Directions for this task:
Rewrite the entries below, swapping "white t-shirt" for "black t-shirt" and changing nothing else.
--- Start of Extracted records ---
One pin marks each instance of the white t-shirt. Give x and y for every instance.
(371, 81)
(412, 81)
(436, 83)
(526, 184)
--- End of Extracted records ---
Reply:
One pin marks each instance of the black t-shirt. Give x and y for every instance.
(371, 81)
(412, 81)
(436, 83)
(526, 184)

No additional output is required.